HAZ ESTO: Sustituye "outline" por "boundary" en las líneas que van desde la primera hasta la que contiene "<instances>", ambas incluidas, y escríbelas de nuevo sin ningún otro cambio.

:: LÍNEAS DE DATOS

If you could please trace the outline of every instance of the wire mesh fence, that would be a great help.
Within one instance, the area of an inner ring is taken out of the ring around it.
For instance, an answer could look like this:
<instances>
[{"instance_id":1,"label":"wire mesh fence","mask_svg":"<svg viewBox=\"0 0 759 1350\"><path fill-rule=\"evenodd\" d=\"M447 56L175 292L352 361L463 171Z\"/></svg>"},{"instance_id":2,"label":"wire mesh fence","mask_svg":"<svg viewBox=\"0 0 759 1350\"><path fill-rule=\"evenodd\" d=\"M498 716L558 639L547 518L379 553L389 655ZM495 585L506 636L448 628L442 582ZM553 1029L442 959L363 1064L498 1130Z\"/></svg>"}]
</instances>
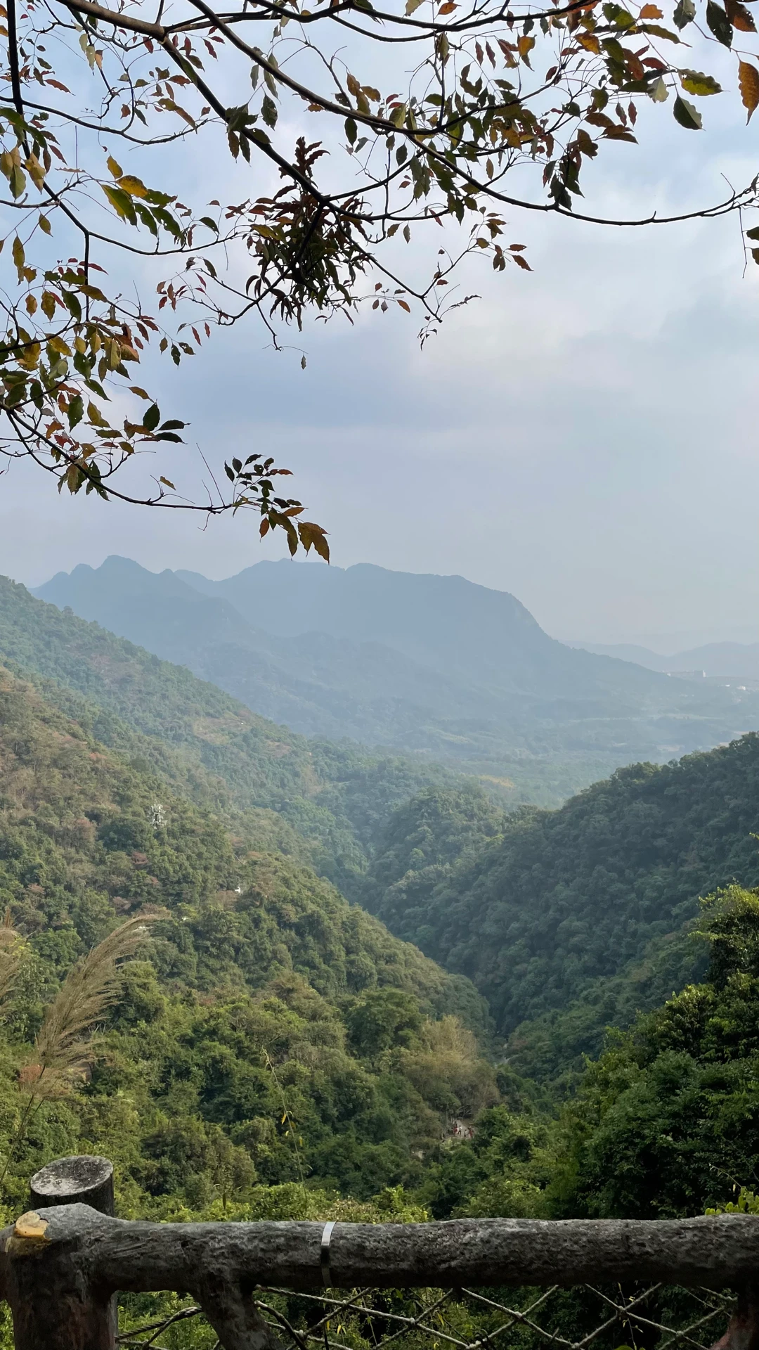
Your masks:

::::

RESULTADO DEL EJERCICIO:
If you could please trace the boundary of every instance of the wire mesh fence, that would be a great help.
Within one instance, the area of an inner ring is taken out of the ring around it.
For instance, an answer could look like this:
<instances>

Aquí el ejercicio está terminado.